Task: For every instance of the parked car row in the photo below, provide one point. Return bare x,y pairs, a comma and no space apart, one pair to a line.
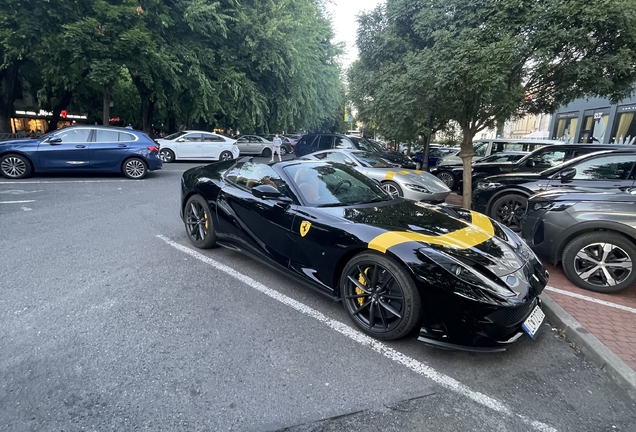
580,212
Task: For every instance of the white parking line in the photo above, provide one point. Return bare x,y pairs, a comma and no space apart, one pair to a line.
65,181
591,299
416,366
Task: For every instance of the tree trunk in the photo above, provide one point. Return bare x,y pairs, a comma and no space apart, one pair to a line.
8,83
57,111
466,153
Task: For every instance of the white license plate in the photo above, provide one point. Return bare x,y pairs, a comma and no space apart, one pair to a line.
533,322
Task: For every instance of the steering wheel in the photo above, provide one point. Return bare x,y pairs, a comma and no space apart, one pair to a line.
340,184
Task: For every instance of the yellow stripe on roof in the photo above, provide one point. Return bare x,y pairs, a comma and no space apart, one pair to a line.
478,232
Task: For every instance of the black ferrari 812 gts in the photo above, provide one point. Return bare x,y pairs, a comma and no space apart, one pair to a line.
462,279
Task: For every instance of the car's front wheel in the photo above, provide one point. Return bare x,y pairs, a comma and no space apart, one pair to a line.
447,177
600,261
15,166
134,168
509,210
166,155
380,296
198,222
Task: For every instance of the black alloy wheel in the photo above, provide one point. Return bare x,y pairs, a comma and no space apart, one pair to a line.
135,168
198,222
447,177
509,210
600,261
15,166
380,296
166,155
392,188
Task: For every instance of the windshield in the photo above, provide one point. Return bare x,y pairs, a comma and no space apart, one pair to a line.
175,135
370,160
332,185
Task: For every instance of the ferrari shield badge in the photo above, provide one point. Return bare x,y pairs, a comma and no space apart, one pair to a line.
304,228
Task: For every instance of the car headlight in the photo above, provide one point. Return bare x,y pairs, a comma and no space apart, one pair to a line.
417,188
488,185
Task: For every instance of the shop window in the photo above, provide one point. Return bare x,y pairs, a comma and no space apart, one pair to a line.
566,129
624,131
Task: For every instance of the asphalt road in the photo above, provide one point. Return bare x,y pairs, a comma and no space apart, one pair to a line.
109,320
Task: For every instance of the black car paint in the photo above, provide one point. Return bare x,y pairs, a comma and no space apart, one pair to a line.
548,231
456,313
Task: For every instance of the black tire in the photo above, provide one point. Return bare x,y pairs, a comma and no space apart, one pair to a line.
226,155
15,166
134,168
166,155
392,308
198,222
509,209
393,188
615,253
448,178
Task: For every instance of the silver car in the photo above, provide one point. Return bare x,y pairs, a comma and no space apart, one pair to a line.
411,184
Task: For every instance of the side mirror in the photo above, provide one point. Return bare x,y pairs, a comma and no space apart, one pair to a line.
266,192
567,174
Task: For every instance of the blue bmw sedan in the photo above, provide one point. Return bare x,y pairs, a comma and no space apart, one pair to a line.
81,149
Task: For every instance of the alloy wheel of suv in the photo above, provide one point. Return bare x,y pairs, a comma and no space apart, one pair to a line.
600,261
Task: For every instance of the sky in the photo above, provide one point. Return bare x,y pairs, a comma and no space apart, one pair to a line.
343,13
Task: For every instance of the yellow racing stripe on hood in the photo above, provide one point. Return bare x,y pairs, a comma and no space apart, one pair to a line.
477,232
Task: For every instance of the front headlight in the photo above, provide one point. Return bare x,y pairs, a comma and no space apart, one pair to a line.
488,185
417,188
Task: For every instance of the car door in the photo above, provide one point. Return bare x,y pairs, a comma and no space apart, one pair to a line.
67,149
109,148
262,226
605,172
189,146
211,146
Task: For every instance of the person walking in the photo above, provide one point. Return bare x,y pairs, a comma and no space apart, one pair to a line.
277,143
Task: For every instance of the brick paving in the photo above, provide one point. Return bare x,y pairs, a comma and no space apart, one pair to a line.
613,326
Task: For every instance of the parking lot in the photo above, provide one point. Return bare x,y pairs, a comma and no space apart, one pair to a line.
109,319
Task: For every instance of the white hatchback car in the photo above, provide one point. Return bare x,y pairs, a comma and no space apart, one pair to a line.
197,145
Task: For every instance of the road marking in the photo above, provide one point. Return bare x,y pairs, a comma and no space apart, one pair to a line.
591,299
416,366
66,181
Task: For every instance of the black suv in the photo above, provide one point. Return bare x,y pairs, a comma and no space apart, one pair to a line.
505,197
324,141
540,159
593,235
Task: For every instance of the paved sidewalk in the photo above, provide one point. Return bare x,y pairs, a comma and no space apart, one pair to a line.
610,318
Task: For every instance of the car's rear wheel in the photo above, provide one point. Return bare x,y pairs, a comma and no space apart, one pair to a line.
134,168
198,222
393,188
600,261
447,177
166,155
509,209
15,166
380,296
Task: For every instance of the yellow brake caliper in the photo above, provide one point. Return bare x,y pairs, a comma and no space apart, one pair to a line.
361,279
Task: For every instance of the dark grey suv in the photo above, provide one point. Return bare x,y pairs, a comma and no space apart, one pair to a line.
593,235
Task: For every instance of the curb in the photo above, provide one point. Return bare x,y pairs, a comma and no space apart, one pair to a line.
590,346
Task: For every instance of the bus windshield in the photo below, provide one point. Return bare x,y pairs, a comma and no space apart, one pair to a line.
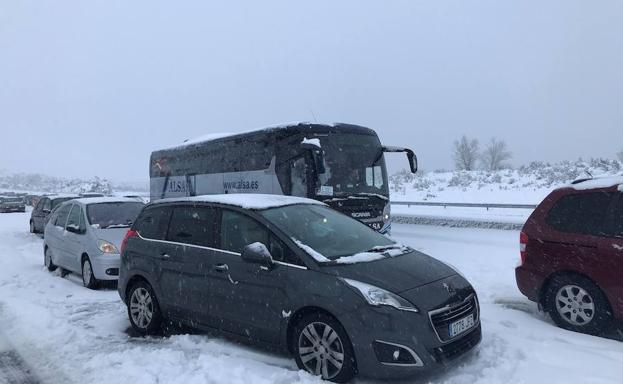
354,165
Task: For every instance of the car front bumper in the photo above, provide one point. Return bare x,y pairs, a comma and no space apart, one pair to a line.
407,333
106,266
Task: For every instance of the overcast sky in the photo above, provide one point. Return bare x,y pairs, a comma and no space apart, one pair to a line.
92,87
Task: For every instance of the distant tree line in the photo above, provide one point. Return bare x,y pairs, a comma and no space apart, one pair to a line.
467,155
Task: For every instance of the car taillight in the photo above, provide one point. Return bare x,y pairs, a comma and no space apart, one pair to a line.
130,233
523,243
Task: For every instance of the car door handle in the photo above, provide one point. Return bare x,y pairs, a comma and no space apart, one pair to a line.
220,268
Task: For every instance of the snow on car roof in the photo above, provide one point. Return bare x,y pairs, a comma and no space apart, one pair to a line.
599,182
245,200
108,199
61,196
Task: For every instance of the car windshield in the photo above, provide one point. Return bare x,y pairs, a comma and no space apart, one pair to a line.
113,215
354,164
60,200
328,232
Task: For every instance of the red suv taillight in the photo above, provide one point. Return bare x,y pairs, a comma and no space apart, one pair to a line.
130,233
523,243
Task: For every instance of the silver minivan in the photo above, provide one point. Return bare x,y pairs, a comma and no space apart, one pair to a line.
84,235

########################################

*Your instructions:* Your answer must be the full listing, word for word, minus any images.

*Output below:*
Task: For every instance of the parked car row in the photo below, provide one point. Return bare x,y pairs, a comma and no space apart, one pair to a line.
580,212
Task: For every instance of the white parking line in the photo above, provide one point. Return bare x,y pairs, a comma and no space apart, one pair to a line.
65,181
591,299
416,366
Task: For every instance of the tree trunk in the photo above, provide one point. Return bare x,y pairs, a comma and no space apart, one pair to a line.
8,83
57,111
466,153
Task: For every instance of the white license plate in the photo above, provide one point. Return bare x,y pairs, a comma and no space apart, one pair to a line.
533,322
Task: For every instance of the steering wheel in the photo above, provide one point. Return bare x,y pairs, a comma and no space apart, one pair to a line.
340,184
Task: For every instance of the yellow stripe on roof in the photo above, provide one point. Return bare x,y pairs, a comma and no space apart, one pair to a line.
478,232
Task: For every instance of the black ferrari 812 gts in the photo above, provide one point. Return bare x,y pairs, a comma and no space apart, one pair to a line.
462,279
Task: For every instance of the car's front wheel in the photo above, provide one point. Return bare x,y pairs, a comma and no space apart, one pair to a line.
447,177
600,261
15,166
134,168
509,210
166,155
380,296
198,222
Task: For every instance of the black alloy wheel in the photo above, provide one point. Return bare x,y pairs, a comma and no space apart, one pair to a line.
135,168
198,222
447,177
509,210
600,261
15,166
380,296
166,155
392,188
Task: For every instance of the windshield in the photo above, provide one point. Return bare x,y pairs, a comma and no space apart, one pair to a line.
175,135
370,160
332,185
Task: For every instance of the ferrari shield badge in the photo above, provide one point. Return bare x,y pairs, a comma and no space apart, one pair to a line.
304,228
Task: For every instance of the car headlight in the photo above, provide one point. Return bare x,y pairs, a comma and no space apart, one pair to a line.
417,188
488,185
Task: For every instance of the shop window in the photo above, provide one point. Return bare x,y pairs, a comma and no space apart, one pair to a line.
566,129
624,131
Task: For every instance of the asphalt road in the photo above, provide one point. Return bare x,y pairs, a comma and no space apart, one pair to a line.
109,320
Task: For every instance of the black car paint in the photo above, provide one point. Return bare x,y pairs, a comma and no space apart, one pair to a line.
548,231
456,313
Task: For every instance of the black tire in the photo above, provide one point. Return bare x,y pairs, a comma and no space apart, one pair to a line.
226,155
15,166
134,168
166,155
392,308
198,222
509,209
393,188
615,253
448,178
Task: For every instance of the silver car in the photo above, provide one point. Return bare x,y pairs, a comma and no space apart, one pair to a line.
411,184
Task: For every instance of the side mirror in the photo above, provide one point. Return bare x,y pairs, a comma and no space apart, one pair to a line.
266,192
567,174
Task: For every instance of the blue bmw sedan in the photo above, provide one point. Return bare x,y pairs, a comma and no space apart, one pair to a line.
81,149
Task: For every instance of the alloy wheel of suv in the photo above, provide one point. Return bare x,y pairs, a comma and no space apart, one pair to a line.
600,261
Task: For every instance of the sky in the photo above, provide one point. Return bare x,y pairs, a comma and no space apart, one pair to a line.
343,13
Task: For every instance of the yellow racing stripe on hood in the photo above, provide one point. Return bare x,y pairs, a comma and no space apart, one pair to a line.
477,232
Task: For every instance of the front headlight in the photo above, provide one point. Return bare x,y pairs, a comma and no space apart, one pair to a line.
488,185
417,188
Task: For every instance of the car door in the photo above, provide one point. Return bare x,y pairs, a comma and no space apart, one pair to a line.
67,149
109,148
262,226
605,172
189,146
211,146
Task: For every instance of the person walking in the photo above, provide one point. Return bare x,y pairs, a comma and no space apart, one pair to a line.
277,143
Task: For every instance of the brick paving in the photo above, provide one point. Return bare x,y pairs, a comma and no space apart, one pair to a line.
613,326
Task: For every instance of the parking lot in the photo above, provide one point. Return bare x,y pairs, a comma and no space apart, one pair to a line.
109,319
Task: For every instance of the white hatchback car in the photo above, provide one point. Return bare x,y pairs, a comma and no space apart, one pair to a line.
197,145
Task: For every instance of the road marking in the photo above, provide one point. Return bare x,y pairs, a comma and no space apart, one pair to a line.
591,299
416,366
66,181
Task: For every instance of the black suv in the photo above, provide one point. Return bare x,y pairs, a comma and no space apart, one pair to a line.
505,197
324,141
540,159
593,235
Task: For every instance of the paved sidewalk in the photo above, provide one point. Return bare x,y pairs, a comma and no space apart, one pair to a line.
610,318
Task: For every instance of the car's rear wheel in the photo above, provide one point. Return bare x,y pairs, a comma and no space apart, one pair to a line.
134,168
198,222
393,188
600,261
447,177
166,155
509,209
15,166
380,296
Task: For every instance of the yellow brake caliper in the photo above, provide one point. Return bare x,y pairs, a comma and no space apart, one pair to a line.
361,279
Task: For every instance of the dark grey suv in the photo above, provide one point. Return bare x,y pairs, a comma and no space apart, one pair to a line.
593,235
Task: For every instance of the curb in the photo above, provide one point. Return bare x,y pairs, a comma and no space apart, one pair to a line.
590,346
Task: For every instance of the bus windshield in the photo below, provide one point. Return bare x,y pairs, a comma and no space apart, one pair to a line.
354,165
Task: For every instance of the car front bumper in the photo above, provide one point. Return bare x,y pairs, a comma and no space apart, one pair to a line.
407,333
106,266
Task: For every instance of the overcast sky in the photo above, provide one point. Return bare x,y pairs, a comma and no space apart, one pair to a line.
92,87
Task: For every instance of the distant tree line in the photo above, provide one point. Return bare x,y pairs, a comma and no space apart, one pair to a line.
467,155
Task: For every instance of the car taillight in the photo above, provide one point. Return bare x,y pairs, a comma and no space apart, one pair to a line.
130,233
523,243
Task: For every instance of the car door handle in the photo above, provide one point. Return bare x,y pairs, a comma and no space apart, one pair to a line.
220,268
Task: For every instance of the snow on car roof in the photo above, provide one point. Return bare x,y pairs, a comma and no space apart, one pair to a line.
599,182
245,200
108,199
61,196
Task: For every instance of the car windshield in the photo above, provide one point. Return bare x,y pairs, a comma and no space apart, one pair to a line.
113,215
354,164
60,200
328,232
Task: For every instance of the red suv taillight in the photo above, provide one point. Return bare x,y pairs, a comma and no space apart, one pair to a line.
130,233
523,243
Task: For every instance of the silver minivan in the photo above, provide one point. Return bare x,y pairs, a comma and no space apart, one pair to a line.
84,235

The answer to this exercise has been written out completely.